(Natural-language object grounding data)

BEGIN

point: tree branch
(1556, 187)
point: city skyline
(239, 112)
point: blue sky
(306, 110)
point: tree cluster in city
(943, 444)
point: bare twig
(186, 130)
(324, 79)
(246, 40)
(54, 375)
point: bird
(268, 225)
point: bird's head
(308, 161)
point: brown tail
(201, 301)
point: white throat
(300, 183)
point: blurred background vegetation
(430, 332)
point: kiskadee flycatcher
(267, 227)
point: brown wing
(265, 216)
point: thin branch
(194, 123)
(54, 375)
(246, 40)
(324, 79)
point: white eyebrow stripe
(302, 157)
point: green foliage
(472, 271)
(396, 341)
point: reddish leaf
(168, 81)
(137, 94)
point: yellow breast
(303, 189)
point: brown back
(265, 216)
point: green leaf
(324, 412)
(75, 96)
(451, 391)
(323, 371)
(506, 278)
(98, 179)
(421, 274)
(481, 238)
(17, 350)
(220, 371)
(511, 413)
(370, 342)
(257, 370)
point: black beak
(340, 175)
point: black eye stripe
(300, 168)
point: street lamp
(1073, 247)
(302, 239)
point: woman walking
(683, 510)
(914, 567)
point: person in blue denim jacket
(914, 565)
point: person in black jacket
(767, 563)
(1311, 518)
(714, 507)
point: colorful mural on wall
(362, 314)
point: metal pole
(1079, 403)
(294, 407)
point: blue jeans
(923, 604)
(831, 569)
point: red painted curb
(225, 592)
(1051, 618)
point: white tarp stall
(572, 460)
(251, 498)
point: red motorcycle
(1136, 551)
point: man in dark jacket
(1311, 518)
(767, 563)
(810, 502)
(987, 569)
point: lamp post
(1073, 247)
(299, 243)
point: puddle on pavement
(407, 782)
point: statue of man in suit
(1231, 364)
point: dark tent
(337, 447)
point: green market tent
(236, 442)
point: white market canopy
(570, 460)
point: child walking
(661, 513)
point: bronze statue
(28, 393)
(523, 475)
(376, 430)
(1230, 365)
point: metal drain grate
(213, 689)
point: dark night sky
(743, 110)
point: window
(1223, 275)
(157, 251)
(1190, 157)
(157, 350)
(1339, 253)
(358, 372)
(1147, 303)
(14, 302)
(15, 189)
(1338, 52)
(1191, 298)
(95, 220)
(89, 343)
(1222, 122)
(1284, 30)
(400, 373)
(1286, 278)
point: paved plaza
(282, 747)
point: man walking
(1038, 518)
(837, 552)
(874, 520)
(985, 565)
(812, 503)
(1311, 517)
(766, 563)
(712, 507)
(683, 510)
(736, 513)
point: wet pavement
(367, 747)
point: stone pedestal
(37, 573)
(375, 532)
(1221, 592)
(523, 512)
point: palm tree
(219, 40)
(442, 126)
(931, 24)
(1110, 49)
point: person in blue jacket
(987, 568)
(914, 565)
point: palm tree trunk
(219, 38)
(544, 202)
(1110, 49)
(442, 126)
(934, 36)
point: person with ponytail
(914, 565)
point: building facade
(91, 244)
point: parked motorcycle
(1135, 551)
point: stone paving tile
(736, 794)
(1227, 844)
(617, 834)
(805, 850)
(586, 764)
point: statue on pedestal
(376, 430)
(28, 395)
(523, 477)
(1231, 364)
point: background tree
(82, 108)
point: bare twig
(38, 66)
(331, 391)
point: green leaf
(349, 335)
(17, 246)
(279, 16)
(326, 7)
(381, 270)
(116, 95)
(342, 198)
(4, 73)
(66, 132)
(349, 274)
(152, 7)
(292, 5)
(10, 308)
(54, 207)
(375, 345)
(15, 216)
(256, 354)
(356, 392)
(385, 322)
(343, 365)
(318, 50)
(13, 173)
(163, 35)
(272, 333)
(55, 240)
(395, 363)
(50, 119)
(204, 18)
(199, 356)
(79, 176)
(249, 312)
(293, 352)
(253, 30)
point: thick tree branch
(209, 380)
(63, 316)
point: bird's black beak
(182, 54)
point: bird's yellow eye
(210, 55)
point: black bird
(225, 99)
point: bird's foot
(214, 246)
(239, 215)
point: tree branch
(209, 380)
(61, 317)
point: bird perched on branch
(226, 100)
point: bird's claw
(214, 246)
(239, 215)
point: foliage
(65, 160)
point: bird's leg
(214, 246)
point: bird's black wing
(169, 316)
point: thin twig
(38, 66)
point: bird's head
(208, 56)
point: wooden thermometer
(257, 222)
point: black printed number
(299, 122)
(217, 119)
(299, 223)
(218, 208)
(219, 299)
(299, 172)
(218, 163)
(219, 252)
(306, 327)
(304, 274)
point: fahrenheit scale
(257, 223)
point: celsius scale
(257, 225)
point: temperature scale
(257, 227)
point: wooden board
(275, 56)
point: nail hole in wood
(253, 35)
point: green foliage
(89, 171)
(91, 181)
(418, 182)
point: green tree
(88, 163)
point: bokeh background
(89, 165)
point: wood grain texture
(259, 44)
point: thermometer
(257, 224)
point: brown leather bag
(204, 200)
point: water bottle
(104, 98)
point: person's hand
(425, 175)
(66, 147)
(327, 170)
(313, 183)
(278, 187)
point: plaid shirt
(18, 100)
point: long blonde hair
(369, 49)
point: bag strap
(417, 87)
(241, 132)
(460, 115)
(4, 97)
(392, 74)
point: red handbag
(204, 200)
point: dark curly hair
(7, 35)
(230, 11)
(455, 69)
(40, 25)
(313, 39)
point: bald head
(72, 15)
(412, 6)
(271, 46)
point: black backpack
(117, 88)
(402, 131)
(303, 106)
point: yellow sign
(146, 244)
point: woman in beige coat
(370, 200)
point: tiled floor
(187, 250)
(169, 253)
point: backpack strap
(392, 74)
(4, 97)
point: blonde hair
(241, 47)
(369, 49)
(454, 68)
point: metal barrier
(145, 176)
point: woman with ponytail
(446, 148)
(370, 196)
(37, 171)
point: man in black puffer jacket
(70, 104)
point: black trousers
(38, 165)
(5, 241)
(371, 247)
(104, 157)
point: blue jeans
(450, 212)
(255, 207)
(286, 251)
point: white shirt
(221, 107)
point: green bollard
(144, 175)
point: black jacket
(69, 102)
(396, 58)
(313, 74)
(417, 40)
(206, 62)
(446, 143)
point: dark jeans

END

Exercise instructions — Your reply should match the data above exactly, line for line.

Result of this task —
point: tree branch
(1556, 187)
point: city skyline
(239, 112)
point: blue sky
(306, 110)
point: tree cluster in city
(943, 444)
point: bare twig
(186, 130)
(324, 79)
(246, 40)
(54, 375)
point: bird
(268, 225)
point: bird's head
(308, 161)
point: brown tail
(201, 301)
point: white throat
(300, 183)
point: blurred background vegetation
(430, 332)
point: kiskadee flycatcher
(267, 227)
point: brown wing
(265, 216)
point: thin branch
(194, 123)
(54, 375)
(246, 40)
(324, 79)
point: white eyebrow stripe
(302, 157)
point: green foliage
(472, 271)
(396, 341)
point: reddish leaf
(168, 81)
(137, 94)
point: yellow breast
(303, 189)
point: brown back
(265, 216)
point: green leaf
(324, 412)
(75, 96)
(451, 391)
(323, 371)
(506, 278)
(98, 179)
(421, 274)
(481, 238)
(17, 350)
(220, 371)
(511, 413)
(370, 342)
(257, 370)
point: black beak
(340, 175)
point: black eye stripe
(300, 168)
point: street lamp
(1073, 247)
(302, 239)
point: woman walking
(683, 510)
(914, 567)
point: person in blue denim jacket
(914, 565)
point: person in black jacket
(767, 563)
(1311, 518)
(714, 507)
point: colorful mural on wall
(362, 314)
point: metal pole
(1079, 403)
(294, 407)
point: blue jeans
(923, 604)
(831, 569)
point: red painted curb
(225, 592)
(1051, 618)
point: white tarp stall
(572, 460)
(251, 498)
point: red motorcycle
(1136, 551)
point: man in dark jacket
(1311, 518)
(767, 563)
(810, 502)
(987, 569)
point: lamp post
(1073, 247)
(299, 243)
point: puddle on pavement
(407, 782)
point: statue of man in suit
(1231, 364)
point: dark tent
(337, 447)
point: green market tent
(236, 442)
point: white market canopy
(570, 460)
point: child walking
(661, 513)
point: bronze statue
(28, 393)
(523, 475)
(376, 430)
(1230, 365)
point: metal drain grate
(213, 689)
point: dark night sky
(743, 110)
point: window
(1223, 275)
(157, 251)
(1190, 157)
(157, 350)
(1339, 253)
(358, 372)
(1147, 303)
(14, 302)
(15, 189)
(1338, 52)
(1191, 298)
(95, 220)
(89, 343)
(1222, 122)
(1284, 30)
(400, 373)
(1286, 278)
point: paved plaza
(282, 747)
point: man walking
(1038, 518)
(837, 552)
(874, 520)
(985, 565)
(812, 503)
(1311, 517)
(766, 563)
(712, 507)
(683, 510)
(736, 513)
point: wet pavement
(367, 747)
point: stone pedestal
(37, 573)
(375, 532)
(1221, 592)
(523, 512)
point: palm tree
(219, 40)
(442, 126)
(931, 24)
(1110, 49)
point: person in blue jacket
(987, 568)
(914, 565)
point: palm tree trunk
(219, 38)
(544, 202)
(1110, 49)
(442, 126)
(934, 36)
point: person with ponytail
(914, 565)
point: building facade
(91, 244)
point: parked motorcycle
(1135, 551)
point: stone paving tile
(736, 794)
(1227, 844)
(617, 834)
(805, 850)
(586, 764)
point: statue on pedestal
(376, 430)
(28, 395)
(523, 477)
(1231, 364)
point: background tree
(82, 108)
point: bare twig
(38, 66)
(331, 391)
point: green leaf
(349, 335)
(17, 246)
(279, 16)
(326, 7)
(381, 270)
(116, 95)
(342, 198)
(4, 73)
(66, 132)
(349, 274)
(152, 7)
(292, 5)
(10, 308)
(54, 207)
(375, 345)
(15, 216)
(256, 354)
(356, 392)
(385, 322)
(343, 365)
(318, 50)
(13, 173)
(163, 35)
(272, 333)
(55, 240)
(395, 363)
(50, 119)
(204, 18)
(199, 356)
(79, 176)
(249, 312)
(293, 352)
(253, 30)
point: thick tree branch
(209, 380)
(63, 316)
point: bird's black beak
(182, 54)
point: bird's yellow eye
(210, 55)
point: black bird
(225, 99)
point: bird's foot
(214, 246)
(239, 215)
point: tree branch
(209, 380)
(61, 317)
point: bird perched on branch
(226, 100)
point: bird's claw
(214, 246)
(239, 215)
point: foliage
(65, 160)
point: bird's leg
(214, 246)
point: bird's black wing
(169, 316)
point: thin twig
(38, 66)
point: bird's head
(208, 56)
point: wooden thermometer
(257, 222)
point: black printed number
(299, 122)
(217, 119)
(299, 223)
(218, 208)
(219, 299)
(299, 172)
(218, 163)
(219, 252)
(306, 327)
(304, 274)
point: fahrenheit scale
(257, 223)
point: celsius scale
(257, 225)
point: temperature scale
(257, 227)
point: wooden board
(275, 56)
point: nail hole in wood
(253, 35)
point: green foliage
(89, 171)
(91, 181)
(418, 182)
point: green tree
(88, 163)
point: bokeh background
(89, 165)
point: wood grain texture
(259, 44)
point: thermometer
(257, 224)
point: brown leather bag
(204, 200)
point: water bottle
(104, 98)
point: person's hand
(425, 175)
(66, 147)
(327, 170)
(313, 183)
(278, 187)
point: plaid shirt
(18, 100)
point: long blonde hair
(369, 49)
point: bag strap
(417, 87)
(241, 132)
(460, 115)
(4, 97)
(392, 74)
point: red handbag
(204, 200)
point: dark curly hair
(7, 35)
(230, 11)
(455, 69)
(40, 25)
(313, 39)
point: bald head
(72, 15)
(412, 6)
(271, 46)
point: black backpack
(117, 88)
(402, 131)
(303, 106)
point: yellow sign
(146, 244)
point: woman in beige coat
(370, 200)
point: tiled floor
(187, 250)
(169, 253)
point: backpack strap
(392, 74)
(4, 97)
point: blonde hair
(241, 47)
(369, 49)
(454, 68)
point: metal barrier
(145, 176)
point: woman with ponytail
(446, 148)
(370, 196)
(37, 171)
point: man in black puffer jacket
(70, 104)
point: black trousers
(38, 165)
(5, 241)
(371, 247)
(104, 157)
point: blue jeans
(450, 212)
(255, 207)
(286, 251)
point: white shirt
(221, 107)
point: green bollard
(144, 175)
point: black jacket
(69, 102)
(396, 58)
(313, 74)
(417, 40)
(206, 62)
(446, 143)
point: dark jeans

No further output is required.